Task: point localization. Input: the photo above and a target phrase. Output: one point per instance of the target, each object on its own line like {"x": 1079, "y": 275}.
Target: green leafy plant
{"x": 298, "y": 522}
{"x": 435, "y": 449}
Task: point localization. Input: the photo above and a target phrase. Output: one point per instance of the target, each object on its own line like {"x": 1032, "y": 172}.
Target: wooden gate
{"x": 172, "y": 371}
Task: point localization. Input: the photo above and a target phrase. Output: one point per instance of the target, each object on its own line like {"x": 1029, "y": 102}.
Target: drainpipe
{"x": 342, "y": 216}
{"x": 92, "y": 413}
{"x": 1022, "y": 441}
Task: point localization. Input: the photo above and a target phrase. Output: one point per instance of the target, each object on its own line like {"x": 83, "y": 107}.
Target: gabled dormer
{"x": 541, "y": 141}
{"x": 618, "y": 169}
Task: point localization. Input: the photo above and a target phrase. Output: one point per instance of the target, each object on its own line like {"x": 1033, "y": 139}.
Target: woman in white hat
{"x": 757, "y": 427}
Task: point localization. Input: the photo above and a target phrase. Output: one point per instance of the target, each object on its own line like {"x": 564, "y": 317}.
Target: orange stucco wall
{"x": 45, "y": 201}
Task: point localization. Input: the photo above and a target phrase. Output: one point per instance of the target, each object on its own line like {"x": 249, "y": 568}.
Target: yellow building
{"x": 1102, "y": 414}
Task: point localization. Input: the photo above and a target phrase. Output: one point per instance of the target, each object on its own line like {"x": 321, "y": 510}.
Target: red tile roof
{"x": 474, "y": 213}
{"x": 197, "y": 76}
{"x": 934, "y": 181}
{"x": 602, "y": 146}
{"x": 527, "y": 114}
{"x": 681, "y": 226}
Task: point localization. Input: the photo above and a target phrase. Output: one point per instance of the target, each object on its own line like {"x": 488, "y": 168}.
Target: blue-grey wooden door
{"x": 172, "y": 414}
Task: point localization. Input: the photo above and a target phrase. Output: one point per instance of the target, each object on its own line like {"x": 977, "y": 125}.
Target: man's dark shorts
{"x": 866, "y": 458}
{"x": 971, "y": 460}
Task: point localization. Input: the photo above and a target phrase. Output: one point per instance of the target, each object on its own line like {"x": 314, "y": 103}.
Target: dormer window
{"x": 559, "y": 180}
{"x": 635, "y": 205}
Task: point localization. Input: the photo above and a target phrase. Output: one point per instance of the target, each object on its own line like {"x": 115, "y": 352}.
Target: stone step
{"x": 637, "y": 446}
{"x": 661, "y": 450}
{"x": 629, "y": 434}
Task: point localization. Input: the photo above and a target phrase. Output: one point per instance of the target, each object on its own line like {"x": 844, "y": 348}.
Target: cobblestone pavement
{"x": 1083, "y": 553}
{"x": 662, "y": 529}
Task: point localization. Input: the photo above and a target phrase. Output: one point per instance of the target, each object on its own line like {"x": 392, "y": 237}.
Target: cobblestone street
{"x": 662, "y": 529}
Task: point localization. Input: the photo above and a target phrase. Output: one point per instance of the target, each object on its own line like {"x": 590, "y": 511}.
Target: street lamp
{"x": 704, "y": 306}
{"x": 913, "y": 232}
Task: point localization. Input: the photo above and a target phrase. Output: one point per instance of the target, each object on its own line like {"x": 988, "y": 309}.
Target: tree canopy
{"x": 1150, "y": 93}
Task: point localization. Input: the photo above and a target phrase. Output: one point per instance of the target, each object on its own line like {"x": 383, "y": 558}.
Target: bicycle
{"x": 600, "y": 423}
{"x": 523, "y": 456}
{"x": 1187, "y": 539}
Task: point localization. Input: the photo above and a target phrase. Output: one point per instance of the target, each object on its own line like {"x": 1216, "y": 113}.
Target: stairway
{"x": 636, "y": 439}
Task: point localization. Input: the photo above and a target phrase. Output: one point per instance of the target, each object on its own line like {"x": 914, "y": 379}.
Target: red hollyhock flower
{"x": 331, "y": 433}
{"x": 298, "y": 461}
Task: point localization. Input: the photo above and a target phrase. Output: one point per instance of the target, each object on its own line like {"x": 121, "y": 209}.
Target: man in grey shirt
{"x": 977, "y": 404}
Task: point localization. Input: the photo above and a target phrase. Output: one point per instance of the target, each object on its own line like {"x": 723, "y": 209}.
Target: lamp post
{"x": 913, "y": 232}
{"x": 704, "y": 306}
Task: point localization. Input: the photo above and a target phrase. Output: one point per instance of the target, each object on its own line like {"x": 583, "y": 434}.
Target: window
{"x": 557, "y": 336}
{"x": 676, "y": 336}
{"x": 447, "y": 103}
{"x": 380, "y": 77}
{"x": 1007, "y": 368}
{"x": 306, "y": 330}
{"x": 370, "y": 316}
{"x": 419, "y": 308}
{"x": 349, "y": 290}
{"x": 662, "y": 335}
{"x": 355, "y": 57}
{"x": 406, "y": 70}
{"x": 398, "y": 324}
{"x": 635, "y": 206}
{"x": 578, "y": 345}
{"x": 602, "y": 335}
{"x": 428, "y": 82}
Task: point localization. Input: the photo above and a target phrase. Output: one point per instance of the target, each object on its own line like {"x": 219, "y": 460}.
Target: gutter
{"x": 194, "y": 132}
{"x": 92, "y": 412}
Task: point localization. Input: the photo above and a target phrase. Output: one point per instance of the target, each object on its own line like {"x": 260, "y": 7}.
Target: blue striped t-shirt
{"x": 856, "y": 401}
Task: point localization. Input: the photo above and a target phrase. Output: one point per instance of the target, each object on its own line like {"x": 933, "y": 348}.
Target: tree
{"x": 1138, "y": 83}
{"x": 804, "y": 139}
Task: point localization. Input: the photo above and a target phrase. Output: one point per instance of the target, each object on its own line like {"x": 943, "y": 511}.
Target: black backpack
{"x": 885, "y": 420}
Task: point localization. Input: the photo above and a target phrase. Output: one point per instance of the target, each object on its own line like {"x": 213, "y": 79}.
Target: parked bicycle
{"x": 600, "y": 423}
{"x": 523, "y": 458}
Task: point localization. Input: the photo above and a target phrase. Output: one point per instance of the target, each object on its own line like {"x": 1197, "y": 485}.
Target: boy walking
*****
(TASK INSTRUCTIONS):
Every record above should be output exactly.

(EXERCISE SOLUTION):
Task: point localization. Input: the photo above and a target phrase. Output: one point per instance of the target, each object on its own line like {"x": 1079, "y": 275}.
Target: green leafy plant
{"x": 298, "y": 522}
{"x": 435, "y": 449}
Task: point localization. Input: the photo above and a target phrase. Output: one point per instance of the target, each object on its own line like {"x": 1032, "y": 172}.
Target: wooden gate
{"x": 172, "y": 371}
Task: point localization. Input: the photo above and a target phrase. Output: one point per instance of the target, each object on its own line like {"x": 1029, "y": 102}.
Target: drainpipe
{"x": 342, "y": 216}
{"x": 92, "y": 413}
{"x": 1022, "y": 441}
Task: point localization. Input: the photo above and a target phrase. Output: one point per instance of the target, each object on its own line like {"x": 83, "y": 107}.
Target: gabled dormer
{"x": 541, "y": 141}
{"x": 618, "y": 169}
Task: point localization. Input: the photo above and a target phrase. Output: one point per instance of the target, each object on its own line like {"x": 1033, "y": 139}.
Target: woman in white hat
{"x": 757, "y": 427}
Task: point localization. Input: the photo above and a target phrase. Output: one point per instance of the target, each object on its own line like {"x": 564, "y": 317}.
Target: orange stucco wall
{"x": 45, "y": 201}
Task: point localization. Input: the photo above and a target phrase. Output: one point per instance of the target, each object on its own line like {"x": 249, "y": 568}.
Target: yellow building
{"x": 1102, "y": 414}
Task: point localization. Input: the photo above and a target phrase. Output: one point per instance of the target, each object on its own line like {"x": 321, "y": 510}.
Target: red tile roof
{"x": 474, "y": 213}
{"x": 197, "y": 76}
{"x": 934, "y": 181}
{"x": 602, "y": 146}
{"x": 527, "y": 114}
{"x": 681, "y": 226}
Task: point localization. Input: the photo above and a target phrase. Output: one point per instance of the target, each object on its own line like {"x": 488, "y": 168}.
Target: blue-grey wooden door
{"x": 172, "y": 414}
Task: point localization. Input: the photo above and a target phrase. Output: one point per instance of the target, each object on its own line like {"x": 977, "y": 125}.
Target: man's dark shorts
{"x": 866, "y": 458}
{"x": 971, "y": 460}
Task: point localization. Input: the photo above and a target phrase. Output: one point per instance of the target, each object on its own line like {"x": 314, "y": 103}.
Target: dormer window
{"x": 559, "y": 180}
{"x": 635, "y": 205}
Task: point localization. Input: the photo above and a target phrase. Output: one point per instance of the target, each object on its own line like {"x": 115, "y": 352}.
Target: stone step
{"x": 637, "y": 446}
{"x": 661, "y": 450}
{"x": 629, "y": 434}
Task: point localization. Input: the photo above and a target phrase. Output: one point per instance of the target, each object on its own line like {"x": 844, "y": 348}.
Target: cobblestone pavement
{"x": 1083, "y": 553}
{"x": 662, "y": 529}
Task: point localization. Input: the photo above and a target phrase. Output: one point per instance of the target, each object on its own line like {"x": 392, "y": 237}.
Target: cobblestone street
{"x": 662, "y": 529}
Task: point localization. Input: the photo above and a target phrase. Output: one point per instance of the target, each object on its own line like {"x": 590, "y": 511}.
Target: street lamp
{"x": 704, "y": 306}
{"x": 913, "y": 232}
Task: point localization. Input: the photo above and a target phrase. Output: one point per instance of the target, each object on its own line like {"x": 988, "y": 309}.
Target: tree canopy
{"x": 1150, "y": 93}
Task: point localization. Input: the photo above and a target phrase. Output: one point per instance of the target, each object on its own line like {"x": 383, "y": 558}.
Target: bicycle
{"x": 600, "y": 423}
{"x": 523, "y": 456}
{"x": 1187, "y": 539}
Task: point localization. Input: the photo above and a target phrase. Output: one point per instance of the target, each object on its own line like {"x": 1216, "y": 113}.
Target: stairway
{"x": 636, "y": 439}
Task: point localization. Input: the photo above and a target phrase. Output: one point per instance of the target, each object on its own line like {"x": 914, "y": 379}.
Target: red hollyhock flower
{"x": 331, "y": 433}
{"x": 298, "y": 461}
Task: point localization. Input: the photo above and a target phrase. Output: one point per instance of the target, each object on its own line like {"x": 121, "y": 209}.
Target: man in grey shirt
{"x": 977, "y": 404}
Task: point localization. Input: the photo above and a target phrase. Output: one point per instance of the target, each object on its own line like {"x": 723, "y": 209}.
Target: lamp post
{"x": 913, "y": 232}
{"x": 704, "y": 306}
Task: point localization. Input: the photo above and a target phrase. Output: one point per instance of the target, each object on its own line like {"x": 583, "y": 434}.
Target: window
{"x": 557, "y": 336}
{"x": 676, "y": 336}
{"x": 447, "y": 103}
{"x": 380, "y": 77}
{"x": 1007, "y": 368}
{"x": 306, "y": 330}
{"x": 370, "y": 316}
{"x": 419, "y": 308}
{"x": 349, "y": 290}
{"x": 662, "y": 335}
{"x": 355, "y": 57}
{"x": 406, "y": 70}
{"x": 398, "y": 324}
{"x": 635, "y": 206}
{"x": 578, "y": 345}
{"x": 602, "y": 335}
{"x": 428, "y": 82}
Task: point localization. Input: the photo above and a target phrase. Output: one point per instance of the target, each object on its own line like {"x": 219, "y": 460}.
Target: gutter
{"x": 194, "y": 132}
{"x": 92, "y": 412}
Task: point localization. Input: the photo above and a target phrase. Output: one point per instance of the target, each object on its own line like {"x": 260, "y": 7}.
Target: blue striped t-shirt
{"x": 856, "y": 401}
Task: point localization. Input: the photo above and a target phrase. Output: one point per instance of the target, each object on its own line like {"x": 933, "y": 348}.
Target: tree
{"x": 1138, "y": 83}
{"x": 804, "y": 139}
Task: point localization. Input: the photo above and a target phrase. Output: one point per instance of the target, each object on its own line like {"x": 943, "y": 511}.
Target: black backpack
{"x": 885, "y": 420}
Task: point localization. Input: the photo above and a target phrase. Output: one point per instance of the target, each object on its own line like {"x": 213, "y": 79}.
Target: parked bicycle
{"x": 600, "y": 423}
{"x": 523, "y": 458}
Task: point localization. Input: the photo above and a target phrase. Output: one point per instance of the target, each object on its own line like {"x": 1197, "y": 485}.
Target: boy walking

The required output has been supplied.